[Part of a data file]
◇ ◇ ◇ ◇ ◇

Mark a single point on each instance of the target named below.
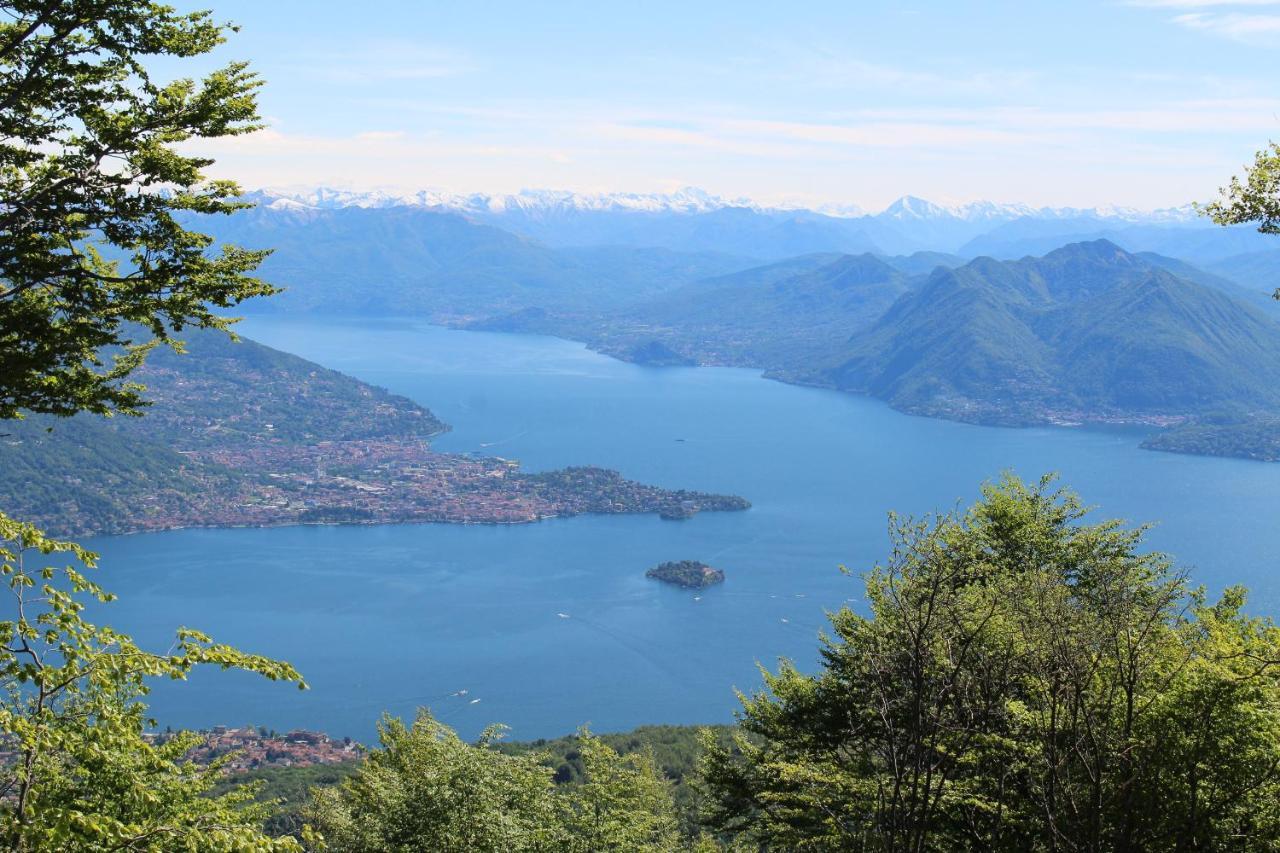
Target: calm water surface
(551, 625)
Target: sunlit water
(551, 625)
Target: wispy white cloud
(385, 62)
(1258, 28)
(1200, 4)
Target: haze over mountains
(695, 220)
(984, 313)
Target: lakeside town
(255, 748)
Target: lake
(551, 625)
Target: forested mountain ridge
(442, 265)
(1088, 332)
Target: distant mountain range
(1087, 332)
(977, 313)
(695, 220)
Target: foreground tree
(1255, 199)
(1023, 682)
(78, 772)
(95, 265)
(429, 790)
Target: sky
(1080, 103)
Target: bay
(551, 625)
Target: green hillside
(1087, 332)
(91, 474)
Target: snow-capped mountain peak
(685, 201)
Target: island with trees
(686, 574)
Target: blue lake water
(551, 625)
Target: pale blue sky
(1148, 103)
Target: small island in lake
(688, 574)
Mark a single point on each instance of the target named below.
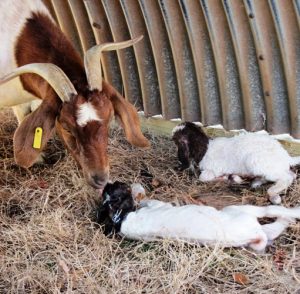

◇ ◇ ◇ ◇ ◇

Lay out the material above as a JSON list of strings, with one string for each line and no blank lines. Leave the pictures out.

Exercise output |
[
  "Mark a single point on each instance of the target named below.",
  "Target: calm water surface",
  "(551, 625)",
  "Target: sunlit water",
  "(551, 625)",
  "Target: wispy white cloud",
  "(385, 62)",
  "(1258, 28)",
  "(1200, 4)",
  "Target: haze over mountains",
  "(695, 220)",
  "(984, 313)",
  "Target: lakeside town",
  "(255, 748)",
  "Target: lake",
  "(551, 625)",
  "Target: forested mountain ridge",
  "(442, 265)",
  "(1088, 332)",
  "Target: distant mountain range",
  "(1087, 332)",
  "(977, 313)",
  "(695, 220)",
  "Target: foreground tree",
  "(1255, 199)",
  "(1023, 682)",
  "(78, 772)",
  "(95, 265)",
  "(429, 790)",
  "Target: sky",
  "(1080, 103)",
  "Target: bay",
  "(551, 625)",
  "Target: green hillside",
  "(1087, 332)",
  "(91, 474)",
  "Target: snow-capped mountain peak",
  "(685, 201)",
  "Target: island with trees",
  "(686, 574)",
  "Target: blue lake water",
  "(551, 625)",
  "Target: pale blue sky",
  "(1148, 103)",
  "Target: small island in lake",
  "(688, 574)",
  "Mark a single point on each instance of the target named below."
]